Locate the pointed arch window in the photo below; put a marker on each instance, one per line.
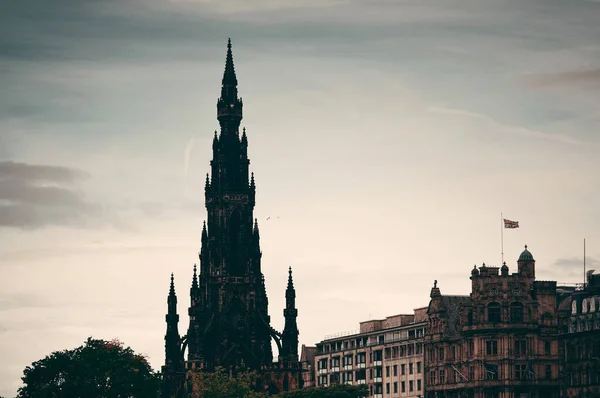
(516, 313)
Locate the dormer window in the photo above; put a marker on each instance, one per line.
(494, 314)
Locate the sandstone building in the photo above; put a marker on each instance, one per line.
(580, 341)
(501, 341)
(386, 355)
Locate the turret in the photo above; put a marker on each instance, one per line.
(229, 106)
(526, 264)
(173, 370)
(289, 346)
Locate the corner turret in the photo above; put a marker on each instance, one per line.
(526, 264)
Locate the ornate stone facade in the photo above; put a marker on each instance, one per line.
(580, 341)
(385, 355)
(229, 321)
(501, 341)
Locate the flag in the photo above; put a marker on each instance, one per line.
(510, 224)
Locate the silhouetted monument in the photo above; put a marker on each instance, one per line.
(229, 319)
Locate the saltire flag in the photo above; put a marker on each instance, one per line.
(510, 224)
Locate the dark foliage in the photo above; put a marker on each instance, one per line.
(99, 368)
(336, 391)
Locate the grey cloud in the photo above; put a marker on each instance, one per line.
(33, 196)
(589, 79)
(41, 173)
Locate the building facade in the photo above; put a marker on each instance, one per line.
(229, 320)
(307, 358)
(501, 341)
(580, 341)
(386, 355)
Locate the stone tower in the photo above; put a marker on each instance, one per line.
(229, 321)
(173, 371)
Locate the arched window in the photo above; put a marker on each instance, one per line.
(494, 314)
(547, 319)
(516, 313)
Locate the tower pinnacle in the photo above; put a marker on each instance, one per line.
(229, 106)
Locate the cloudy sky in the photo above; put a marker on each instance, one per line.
(387, 135)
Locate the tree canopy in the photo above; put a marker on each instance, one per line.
(335, 391)
(219, 384)
(98, 368)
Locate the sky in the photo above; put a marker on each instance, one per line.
(386, 138)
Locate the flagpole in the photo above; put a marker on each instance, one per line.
(502, 238)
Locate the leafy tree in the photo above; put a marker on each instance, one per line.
(219, 384)
(99, 368)
(335, 391)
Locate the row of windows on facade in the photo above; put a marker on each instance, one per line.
(522, 347)
(375, 356)
(377, 372)
(377, 388)
(367, 341)
(520, 372)
(586, 349)
(516, 313)
(584, 325)
(584, 377)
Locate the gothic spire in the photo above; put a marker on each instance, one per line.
(172, 288)
(195, 279)
(289, 349)
(290, 280)
(229, 106)
(229, 78)
(174, 363)
(204, 233)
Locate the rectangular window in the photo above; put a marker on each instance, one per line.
(520, 347)
(361, 374)
(519, 372)
(471, 349)
(491, 347)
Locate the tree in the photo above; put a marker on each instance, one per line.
(335, 391)
(99, 368)
(219, 384)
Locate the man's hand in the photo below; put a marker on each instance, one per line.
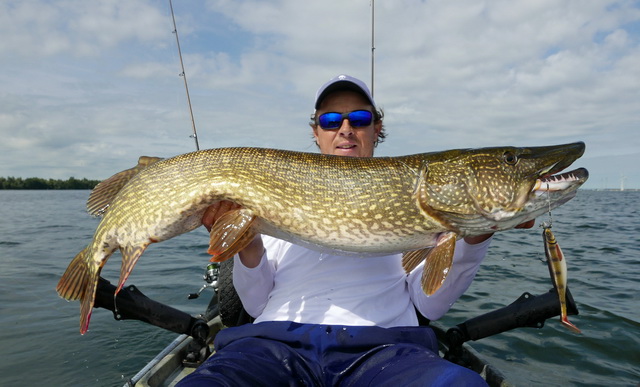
(250, 255)
(481, 238)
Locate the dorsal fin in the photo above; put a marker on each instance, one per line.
(106, 190)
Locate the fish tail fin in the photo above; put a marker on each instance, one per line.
(130, 256)
(73, 283)
(79, 283)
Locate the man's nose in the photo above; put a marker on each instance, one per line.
(345, 128)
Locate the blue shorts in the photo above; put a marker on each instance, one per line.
(281, 353)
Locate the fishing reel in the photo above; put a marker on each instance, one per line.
(210, 277)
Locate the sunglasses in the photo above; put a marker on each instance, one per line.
(357, 119)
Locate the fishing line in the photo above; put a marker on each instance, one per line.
(183, 74)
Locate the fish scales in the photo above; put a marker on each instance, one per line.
(415, 204)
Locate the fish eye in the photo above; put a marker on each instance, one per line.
(510, 157)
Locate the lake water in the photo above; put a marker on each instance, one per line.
(41, 231)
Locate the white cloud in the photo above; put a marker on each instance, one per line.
(92, 85)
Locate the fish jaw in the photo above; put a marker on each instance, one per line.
(493, 189)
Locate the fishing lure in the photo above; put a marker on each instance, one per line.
(558, 269)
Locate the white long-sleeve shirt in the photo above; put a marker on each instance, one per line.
(293, 283)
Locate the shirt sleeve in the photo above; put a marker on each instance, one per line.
(466, 262)
(253, 285)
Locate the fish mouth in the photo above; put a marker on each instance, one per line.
(559, 182)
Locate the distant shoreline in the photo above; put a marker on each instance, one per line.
(37, 183)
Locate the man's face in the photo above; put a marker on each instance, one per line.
(346, 140)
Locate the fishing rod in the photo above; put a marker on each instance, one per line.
(184, 77)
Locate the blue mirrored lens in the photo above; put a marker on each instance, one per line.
(357, 119)
(360, 118)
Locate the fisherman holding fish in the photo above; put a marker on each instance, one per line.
(324, 319)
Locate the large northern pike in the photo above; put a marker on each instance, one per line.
(417, 204)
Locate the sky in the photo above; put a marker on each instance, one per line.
(86, 87)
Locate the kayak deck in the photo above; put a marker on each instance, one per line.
(168, 367)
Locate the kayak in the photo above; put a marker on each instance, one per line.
(171, 364)
(197, 333)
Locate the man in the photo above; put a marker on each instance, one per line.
(322, 319)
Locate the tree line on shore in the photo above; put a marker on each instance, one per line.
(40, 183)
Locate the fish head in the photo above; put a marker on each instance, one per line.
(489, 189)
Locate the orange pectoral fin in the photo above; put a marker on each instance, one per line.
(130, 256)
(231, 233)
(438, 263)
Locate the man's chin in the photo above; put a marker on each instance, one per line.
(353, 152)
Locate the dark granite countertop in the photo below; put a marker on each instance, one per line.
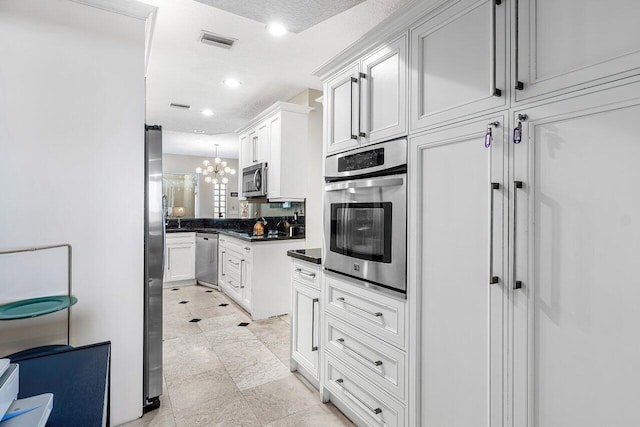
(249, 237)
(313, 256)
(238, 234)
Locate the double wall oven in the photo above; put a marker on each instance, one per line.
(366, 214)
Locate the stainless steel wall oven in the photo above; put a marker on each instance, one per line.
(366, 214)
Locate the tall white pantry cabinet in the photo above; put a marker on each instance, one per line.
(524, 210)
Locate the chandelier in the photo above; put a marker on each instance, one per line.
(214, 172)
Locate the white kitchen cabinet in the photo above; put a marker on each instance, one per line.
(256, 275)
(341, 110)
(458, 260)
(180, 258)
(459, 59)
(367, 101)
(574, 252)
(278, 136)
(563, 46)
(305, 324)
(364, 351)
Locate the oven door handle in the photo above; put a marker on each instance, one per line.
(364, 183)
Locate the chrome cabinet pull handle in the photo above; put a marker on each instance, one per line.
(376, 314)
(313, 324)
(493, 90)
(354, 80)
(241, 270)
(516, 36)
(492, 279)
(517, 284)
(360, 133)
(340, 381)
(304, 273)
(373, 362)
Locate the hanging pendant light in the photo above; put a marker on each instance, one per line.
(217, 169)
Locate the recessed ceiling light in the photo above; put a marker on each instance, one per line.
(277, 29)
(232, 83)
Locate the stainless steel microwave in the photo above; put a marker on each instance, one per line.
(254, 180)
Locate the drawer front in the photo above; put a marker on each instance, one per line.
(379, 362)
(378, 314)
(180, 238)
(306, 273)
(233, 265)
(240, 247)
(373, 406)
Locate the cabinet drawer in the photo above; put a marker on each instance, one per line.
(381, 363)
(378, 314)
(306, 273)
(242, 248)
(180, 238)
(373, 406)
(233, 265)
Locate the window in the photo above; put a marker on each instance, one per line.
(220, 200)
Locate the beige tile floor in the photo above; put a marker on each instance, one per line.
(217, 373)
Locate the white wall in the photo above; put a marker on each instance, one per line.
(175, 163)
(314, 177)
(72, 165)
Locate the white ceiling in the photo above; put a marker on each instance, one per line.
(181, 69)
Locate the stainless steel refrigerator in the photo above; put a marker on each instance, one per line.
(153, 268)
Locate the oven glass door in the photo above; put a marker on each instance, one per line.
(362, 230)
(366, 229)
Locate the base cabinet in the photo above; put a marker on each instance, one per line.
(180, 258)
(364, 352)
(305, 322)
(256, 274)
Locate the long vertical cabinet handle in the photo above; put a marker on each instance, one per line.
(354, 80)
(492, 279)
(363, 76)
(516, 36)
(241, 271)
(517, 284)
(313, 324)
(494, 91)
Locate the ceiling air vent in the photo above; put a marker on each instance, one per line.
(181, 106)
(217, 40)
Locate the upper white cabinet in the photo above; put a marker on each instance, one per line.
(279, 137)
(367, 101)
(562, 46)
(459, 65)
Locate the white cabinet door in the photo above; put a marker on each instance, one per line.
(384, 92)
(341, 105)
(261, 147)
(181, 262)
(577, 219)
(569, 44)
(245, 150)
(275, 159)
(459, 61)
(458, 246)
(304, 323)
(246, 283)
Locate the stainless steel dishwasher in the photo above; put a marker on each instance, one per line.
(207, 259)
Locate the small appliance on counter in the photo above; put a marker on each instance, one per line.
(254, 181)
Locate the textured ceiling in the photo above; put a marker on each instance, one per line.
(182, 69)
(295, 15)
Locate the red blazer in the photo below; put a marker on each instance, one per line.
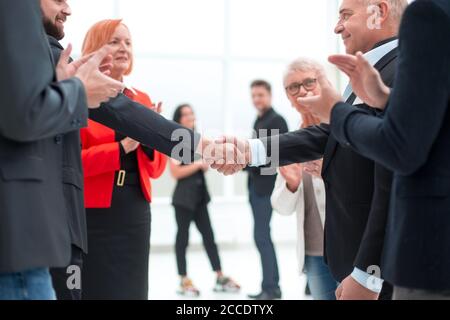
(101, 160)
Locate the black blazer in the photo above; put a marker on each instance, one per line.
(357, 190)
(34, 229)
(413, 140)
(191, 192)
(137, 121)
(264, 184)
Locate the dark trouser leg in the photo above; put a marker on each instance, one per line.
(61, 276)
(416, 294)
(203, 223)
(184, 218)
(262, 213)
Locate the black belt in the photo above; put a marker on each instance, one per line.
(127, 178)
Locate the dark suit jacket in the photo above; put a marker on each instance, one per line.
(264, 184)
(34, 229)
(123, 115)
(413, 140)
(357, 190)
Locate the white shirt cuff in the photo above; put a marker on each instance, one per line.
(259, 153)
(368, 281)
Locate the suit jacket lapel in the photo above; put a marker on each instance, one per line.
(332, 142)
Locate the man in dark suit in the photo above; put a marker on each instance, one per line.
(120, 114)
(34, 232)
(261, 186)
(357, 188)
(413, 141)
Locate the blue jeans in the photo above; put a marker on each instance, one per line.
(320, 281)
(35, 284)
(262, 213)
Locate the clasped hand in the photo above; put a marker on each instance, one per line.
(227, 155)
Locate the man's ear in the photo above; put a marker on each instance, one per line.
(384, 11)
(378, 15)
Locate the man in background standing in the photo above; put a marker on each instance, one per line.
(261, 186)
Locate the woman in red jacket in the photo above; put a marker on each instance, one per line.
(117, 173)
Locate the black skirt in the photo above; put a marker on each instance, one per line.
(116, 267)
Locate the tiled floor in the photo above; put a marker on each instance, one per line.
(242, 264)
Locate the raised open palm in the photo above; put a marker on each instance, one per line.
(365, 79)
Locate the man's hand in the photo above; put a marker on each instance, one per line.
(314, 168)
(365, 79)
(226, 155)
(66, 69)
(321, 106)
(293, 176)
(129, 145)
(352, 290)
(99, 87)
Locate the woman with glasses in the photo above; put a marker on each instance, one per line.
(299, 188)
* * * * * * *
### PROBLEM STATEMENT
Give again, word for word, every line from the one holding "Locate the black skirt" to the end of the data.

### RESPONSE TO THIS TASK
Locate the black skirt in the photo above; put a marker on each instance, one per line.
(116, 267)
Locate the tiled floor in the photo above; put a marker on each instance, one per line.
(242, 264)
Locate the raised open palm in the photo above; put a marker on each instance, one per line.
(365, 79)
Locate the man's hand in the photo above; put a marker on each instance, one per line.
(314, 168)
(365, 79)
(226, 155)
(66, 69)
(321, 106)
(293, 176)
(129, 145)
(352, 290)
(99, 87)
Locate the woman with glasses in the photo above; put a marker on each instance, one per line.
(299, 188)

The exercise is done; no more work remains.